◆ Article ◆
The mother relays her rules. She never says no to him, and he can’t eat anything with carbon in it, because it’s from China. WHAT?! In consecutive episodes, Louie seems to ignore all the signs of a looney tune. But hey, at least you can’t say he isn’t open to experience. And one of his primary operatives as person and an artist is to learn from those who are different from him. And you don’t get much more different than that pair.
So now that Louie has the matches and the gasoline, it’s only a matter of time. The kid never (HA!) gets told no? That’s an atom bomb of immaturity. Lily voices her displeasure again, and as she does Never pushes a stroller into traffic at the busy intersection. Several cars crash to avoid it, including a chemical truck. The driver rushes out shouting, “Run!” It’s gonna blow. Once again, Louie’s absurdist take goes hilariously grim. There’s mayhem all around, people scatter in panic, and Louie pulls the kids away. The look he gives turning toward the camera is money. Not at all scared, sort of expectant of this potential danger the kid has incited. Like a weathered vet, he whisks them off. Everyone around is freaking out, and he slinks away unfazed, if not slightly guilty.

◆ To-do list ◆
**a.** List every character the review refers to by name.
**b.** Translate this sentence from the review into Spanish: "Several cars crash to avoid it, including a chemical truck."
**c.** Print the passage of the review starting at "So now that" and ending at "not slightly guilty.".
You won't need the rows to complete any of this.

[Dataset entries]
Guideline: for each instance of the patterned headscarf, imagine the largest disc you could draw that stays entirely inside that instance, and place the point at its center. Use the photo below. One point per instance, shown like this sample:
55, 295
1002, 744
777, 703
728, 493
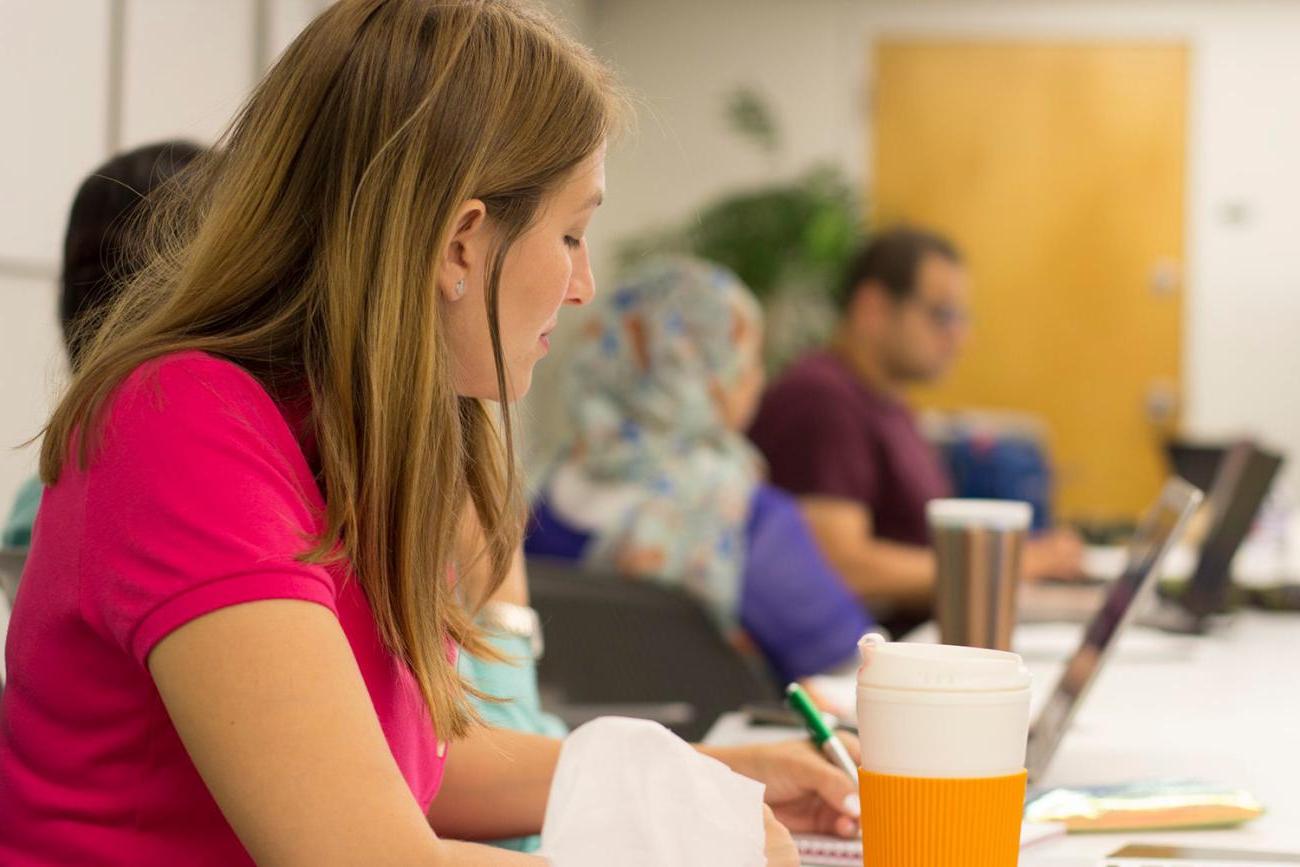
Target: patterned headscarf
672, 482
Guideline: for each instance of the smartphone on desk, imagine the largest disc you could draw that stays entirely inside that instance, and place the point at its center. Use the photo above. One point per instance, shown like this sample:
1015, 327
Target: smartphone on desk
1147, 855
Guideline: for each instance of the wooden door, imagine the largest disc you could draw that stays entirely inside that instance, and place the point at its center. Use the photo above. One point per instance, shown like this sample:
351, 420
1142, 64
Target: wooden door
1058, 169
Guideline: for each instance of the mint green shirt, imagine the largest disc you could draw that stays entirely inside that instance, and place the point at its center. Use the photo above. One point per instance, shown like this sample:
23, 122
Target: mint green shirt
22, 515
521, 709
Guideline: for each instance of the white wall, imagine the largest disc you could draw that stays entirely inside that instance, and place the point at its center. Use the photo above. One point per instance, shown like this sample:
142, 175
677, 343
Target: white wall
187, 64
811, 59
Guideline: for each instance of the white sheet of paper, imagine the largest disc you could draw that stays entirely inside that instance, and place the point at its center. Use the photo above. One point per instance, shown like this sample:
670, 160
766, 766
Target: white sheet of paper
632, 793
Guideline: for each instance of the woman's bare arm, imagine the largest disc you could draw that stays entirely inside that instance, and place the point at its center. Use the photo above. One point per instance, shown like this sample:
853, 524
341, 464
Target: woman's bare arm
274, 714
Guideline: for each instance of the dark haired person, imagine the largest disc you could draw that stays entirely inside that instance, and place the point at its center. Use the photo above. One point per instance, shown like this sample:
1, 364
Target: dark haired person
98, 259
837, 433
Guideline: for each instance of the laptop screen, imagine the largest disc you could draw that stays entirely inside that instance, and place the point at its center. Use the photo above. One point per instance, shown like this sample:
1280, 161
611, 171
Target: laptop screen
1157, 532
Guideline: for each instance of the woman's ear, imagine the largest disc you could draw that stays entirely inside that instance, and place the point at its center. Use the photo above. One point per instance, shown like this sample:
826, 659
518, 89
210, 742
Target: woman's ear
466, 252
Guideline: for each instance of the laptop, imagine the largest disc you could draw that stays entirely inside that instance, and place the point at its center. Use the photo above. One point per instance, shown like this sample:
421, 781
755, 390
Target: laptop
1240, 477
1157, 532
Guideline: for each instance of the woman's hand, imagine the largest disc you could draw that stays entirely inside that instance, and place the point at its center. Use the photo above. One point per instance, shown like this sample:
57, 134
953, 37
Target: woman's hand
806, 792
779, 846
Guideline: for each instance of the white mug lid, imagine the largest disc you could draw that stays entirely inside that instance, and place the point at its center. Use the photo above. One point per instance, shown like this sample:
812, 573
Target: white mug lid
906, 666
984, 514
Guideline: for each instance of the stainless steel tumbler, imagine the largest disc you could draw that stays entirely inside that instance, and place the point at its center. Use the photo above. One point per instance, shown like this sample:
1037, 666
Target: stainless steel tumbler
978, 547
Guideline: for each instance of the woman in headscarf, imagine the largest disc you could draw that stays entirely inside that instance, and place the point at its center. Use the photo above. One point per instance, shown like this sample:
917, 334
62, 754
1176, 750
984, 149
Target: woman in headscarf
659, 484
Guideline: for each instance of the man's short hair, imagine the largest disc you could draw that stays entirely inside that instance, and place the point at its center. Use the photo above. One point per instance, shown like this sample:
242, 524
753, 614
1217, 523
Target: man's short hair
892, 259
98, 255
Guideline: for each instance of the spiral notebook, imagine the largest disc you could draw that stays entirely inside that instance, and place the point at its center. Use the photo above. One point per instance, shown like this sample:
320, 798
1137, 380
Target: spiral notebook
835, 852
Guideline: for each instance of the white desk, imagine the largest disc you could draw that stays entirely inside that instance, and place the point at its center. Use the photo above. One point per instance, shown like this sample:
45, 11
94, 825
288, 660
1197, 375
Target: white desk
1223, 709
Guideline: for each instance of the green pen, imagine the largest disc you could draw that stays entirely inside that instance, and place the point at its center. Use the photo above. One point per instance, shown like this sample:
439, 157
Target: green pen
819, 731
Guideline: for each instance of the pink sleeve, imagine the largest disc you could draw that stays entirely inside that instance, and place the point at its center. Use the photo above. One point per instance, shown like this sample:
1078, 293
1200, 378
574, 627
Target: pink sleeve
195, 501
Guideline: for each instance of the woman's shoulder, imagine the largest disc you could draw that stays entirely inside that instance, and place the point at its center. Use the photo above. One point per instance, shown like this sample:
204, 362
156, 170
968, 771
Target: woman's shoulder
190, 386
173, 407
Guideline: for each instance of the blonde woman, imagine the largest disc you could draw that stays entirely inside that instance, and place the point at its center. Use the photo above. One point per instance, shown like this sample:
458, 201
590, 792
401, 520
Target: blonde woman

◆ Solved problems ◆
**a.** Louie, Lily, Never

**b.** Varios coches chocan para evitarlo, incluido un camión de productos químicos.

**c.**
So now that Louie has the matches and the gasoline, it’s only a matter of time. The kid never (HA!) gets told no? That’s an atom bomb of immaturity. Lily voices her displeasure again, and as she does Never pushes a stroller into traffic at the busy intersection. Several cars crash to avoid it, including a chemical truck. The driver rushes out shouting, “Run!” It’s gonna blow. Once again, Louie’s absurdist take goes hilariously grim. There’s mayhem all around, people scatter in panic, and Louie pulls the kids away. The look he gives turning toward the camera is money. Not at all scared, sort of expectant of this potential danger the kid has incited. Like a weathered vet, he whisks them off. Everyone around is freaking out, and he slinks away unfazed, if not slightly guilty.